Exercise tasks:
1. Transcribe the part of the letter to Synthorx employees that opens with the words containing "I have exciting" and closes with "the proposed transaction.".
2. Go on with the letter to Synthorx employees about the Sanofi acquisition from where it stops.
Selected extract: Begin
EX-99.2 3 d840148dex992.htm EX-99.2 EX-99.2

Exhibit 99.2

December 8, 2019

Dear Synthorx Employees,

I have exciting news to share with you about a significant announcement we have made describing Sanofi’s intent to acquire Synthorx. Attached is a copy of the press release announcing the proposed transaction.

As a company, we have one-of-a-kind DNA and as individuals we are all unique, but together we have always been one for patients. We have a common goal to improve the lives of people with cancer and autoimmune disorders through our proprietary, first-of-its kind platform technology designed to create optimized biologics. We should all be extremely proud of the scientific impact we are making and the tremendous success of our company. The acquisition of Synthorx by Sanofi gives us reach and impact that we could not have had alone. We know THOR-707 and our cytokine Synthorins have tremendous potential, but to help the greatest number of patients, we need studies combining our drugs with other agents. Now we have a greater ability to do this.

It is important for me to emphasize that this development was a direct result of the hard work and dedication of all our Synthoricians, our founder Floyd Romesberg, the COI team and our many partners that have helped us along the way. The addition of Synthorx to the Sanofi family creates an opportunity for us to become part of a company that is a market leader in healthcare, furthering our mission to prolong and improve the lives of people with cancer and autoimmune disorders. Sanofi is a global leader in the areas of oncology and the treatment of autoimmune disorders, providing comprehensive clinical laboratory and end-to-end drug development services.
Selected extract: End
Material provided: Begin
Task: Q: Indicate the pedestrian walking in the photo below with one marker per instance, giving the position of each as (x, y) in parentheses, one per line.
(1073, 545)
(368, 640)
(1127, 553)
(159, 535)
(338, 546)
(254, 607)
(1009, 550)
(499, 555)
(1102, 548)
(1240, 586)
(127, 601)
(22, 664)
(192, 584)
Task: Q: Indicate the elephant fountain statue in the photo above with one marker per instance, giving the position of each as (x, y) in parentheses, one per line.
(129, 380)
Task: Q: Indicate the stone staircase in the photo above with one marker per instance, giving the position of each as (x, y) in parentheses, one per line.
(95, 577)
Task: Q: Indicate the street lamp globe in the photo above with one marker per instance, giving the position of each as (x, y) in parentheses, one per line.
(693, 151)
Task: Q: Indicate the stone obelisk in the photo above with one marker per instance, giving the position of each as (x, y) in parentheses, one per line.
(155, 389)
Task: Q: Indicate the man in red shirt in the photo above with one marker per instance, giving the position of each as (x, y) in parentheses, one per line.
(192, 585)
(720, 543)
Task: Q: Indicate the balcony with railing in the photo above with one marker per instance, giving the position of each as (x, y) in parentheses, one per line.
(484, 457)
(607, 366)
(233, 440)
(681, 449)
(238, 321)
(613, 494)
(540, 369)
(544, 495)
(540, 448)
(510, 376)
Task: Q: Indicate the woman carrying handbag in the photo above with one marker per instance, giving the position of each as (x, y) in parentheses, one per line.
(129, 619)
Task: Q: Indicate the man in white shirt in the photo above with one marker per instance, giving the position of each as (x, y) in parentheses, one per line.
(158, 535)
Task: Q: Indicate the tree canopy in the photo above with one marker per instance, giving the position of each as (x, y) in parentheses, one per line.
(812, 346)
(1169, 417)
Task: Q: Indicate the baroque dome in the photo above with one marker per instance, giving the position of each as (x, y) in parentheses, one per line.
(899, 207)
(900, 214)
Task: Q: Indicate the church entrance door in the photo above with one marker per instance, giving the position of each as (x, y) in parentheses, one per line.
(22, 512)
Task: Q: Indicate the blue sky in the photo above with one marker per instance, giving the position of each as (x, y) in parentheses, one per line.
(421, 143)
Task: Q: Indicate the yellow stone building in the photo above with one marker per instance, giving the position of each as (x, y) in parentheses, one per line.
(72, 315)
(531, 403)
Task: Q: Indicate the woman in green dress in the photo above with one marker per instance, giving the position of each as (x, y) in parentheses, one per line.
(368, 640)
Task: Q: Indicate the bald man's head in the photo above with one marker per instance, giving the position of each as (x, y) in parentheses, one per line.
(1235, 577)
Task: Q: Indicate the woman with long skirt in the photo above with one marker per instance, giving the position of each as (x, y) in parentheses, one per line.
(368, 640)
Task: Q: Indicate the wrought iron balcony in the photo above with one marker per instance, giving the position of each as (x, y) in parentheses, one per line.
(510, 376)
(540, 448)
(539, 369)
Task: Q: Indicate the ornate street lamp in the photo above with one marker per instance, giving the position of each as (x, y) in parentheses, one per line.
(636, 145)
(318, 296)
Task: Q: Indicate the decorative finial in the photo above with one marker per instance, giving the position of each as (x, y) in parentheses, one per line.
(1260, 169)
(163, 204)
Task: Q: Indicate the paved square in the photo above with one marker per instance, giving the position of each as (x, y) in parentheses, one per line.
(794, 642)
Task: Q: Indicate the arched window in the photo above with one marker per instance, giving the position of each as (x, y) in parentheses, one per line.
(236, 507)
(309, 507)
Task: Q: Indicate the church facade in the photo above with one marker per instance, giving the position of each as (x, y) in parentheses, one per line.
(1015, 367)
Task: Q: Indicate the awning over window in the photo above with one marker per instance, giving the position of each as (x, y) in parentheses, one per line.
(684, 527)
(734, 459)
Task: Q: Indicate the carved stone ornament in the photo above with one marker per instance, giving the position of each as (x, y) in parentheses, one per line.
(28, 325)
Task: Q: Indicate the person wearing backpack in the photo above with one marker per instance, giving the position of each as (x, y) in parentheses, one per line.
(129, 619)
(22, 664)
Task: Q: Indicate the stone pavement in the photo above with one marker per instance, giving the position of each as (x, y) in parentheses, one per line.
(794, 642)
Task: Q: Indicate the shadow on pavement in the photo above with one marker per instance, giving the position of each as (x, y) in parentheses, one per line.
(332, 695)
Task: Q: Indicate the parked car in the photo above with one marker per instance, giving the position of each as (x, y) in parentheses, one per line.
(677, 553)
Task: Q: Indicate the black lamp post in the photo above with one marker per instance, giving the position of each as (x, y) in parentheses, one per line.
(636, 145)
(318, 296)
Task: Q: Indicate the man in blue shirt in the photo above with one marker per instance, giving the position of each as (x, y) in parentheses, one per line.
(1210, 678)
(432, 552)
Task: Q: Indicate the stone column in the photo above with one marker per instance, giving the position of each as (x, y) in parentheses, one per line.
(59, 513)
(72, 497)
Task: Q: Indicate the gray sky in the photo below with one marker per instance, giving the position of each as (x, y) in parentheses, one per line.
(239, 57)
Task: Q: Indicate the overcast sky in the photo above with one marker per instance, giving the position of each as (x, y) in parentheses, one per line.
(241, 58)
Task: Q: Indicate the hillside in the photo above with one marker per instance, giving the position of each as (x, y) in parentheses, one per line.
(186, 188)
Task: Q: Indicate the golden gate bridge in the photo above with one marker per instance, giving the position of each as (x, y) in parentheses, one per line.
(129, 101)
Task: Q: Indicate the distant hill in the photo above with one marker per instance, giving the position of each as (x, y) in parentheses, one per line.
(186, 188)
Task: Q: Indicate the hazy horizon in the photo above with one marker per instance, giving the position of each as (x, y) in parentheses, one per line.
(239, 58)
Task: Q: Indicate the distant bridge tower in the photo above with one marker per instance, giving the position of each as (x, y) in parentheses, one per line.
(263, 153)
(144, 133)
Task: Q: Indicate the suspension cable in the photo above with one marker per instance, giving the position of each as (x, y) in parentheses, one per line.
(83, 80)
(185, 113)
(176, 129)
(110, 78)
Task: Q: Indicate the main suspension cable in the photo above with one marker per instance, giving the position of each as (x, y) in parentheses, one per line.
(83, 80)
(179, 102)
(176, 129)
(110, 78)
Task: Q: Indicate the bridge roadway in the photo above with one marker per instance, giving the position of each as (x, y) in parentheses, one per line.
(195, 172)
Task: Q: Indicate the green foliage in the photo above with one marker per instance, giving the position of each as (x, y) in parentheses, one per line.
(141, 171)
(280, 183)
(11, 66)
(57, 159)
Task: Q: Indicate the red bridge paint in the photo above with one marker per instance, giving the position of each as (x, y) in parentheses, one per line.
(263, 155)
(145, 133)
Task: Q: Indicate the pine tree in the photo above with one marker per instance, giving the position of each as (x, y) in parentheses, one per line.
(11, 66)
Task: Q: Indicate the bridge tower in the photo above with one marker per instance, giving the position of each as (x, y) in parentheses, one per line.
Material provided: End
Responses by task:
1.
I have exciting news to share with you about a significant announcement we have made describing Sanofi’s intent to acquire Synthorx. Attached is a copy of the press release announcing the proposed transaction.

2.
The acquisition of Synthorx advances Sanofi’s strategy to deliver world-class oncology and autoimmune disorder therapies. Our technology complements Sanofi’s extensive cancer and autoimmune disorder products and product candidate pipeline. Additionally, Sanofi can leverage its significant in-place infrastructure to further develop and commercialize the product candidates Synthorx is working to develop. For Synthorx, becoming part of Sanofi helps us advance our cytokine Synthorins and our technology platform with greater efficiency and resources.

Looking to next steps, we expect the transaction to close in the first quarter of 2020, subject to customary closing conditions and regulatory approvals. We will be making the required filings with the SEC regarding the transaction, and as soon as we have additional information to share, we will be in touch with you. We greatly appreciate your understanding of the situation, as we are limited in what we are able to communicate at this point, but please rest assured that we will provide you with additional information as the process unfolds.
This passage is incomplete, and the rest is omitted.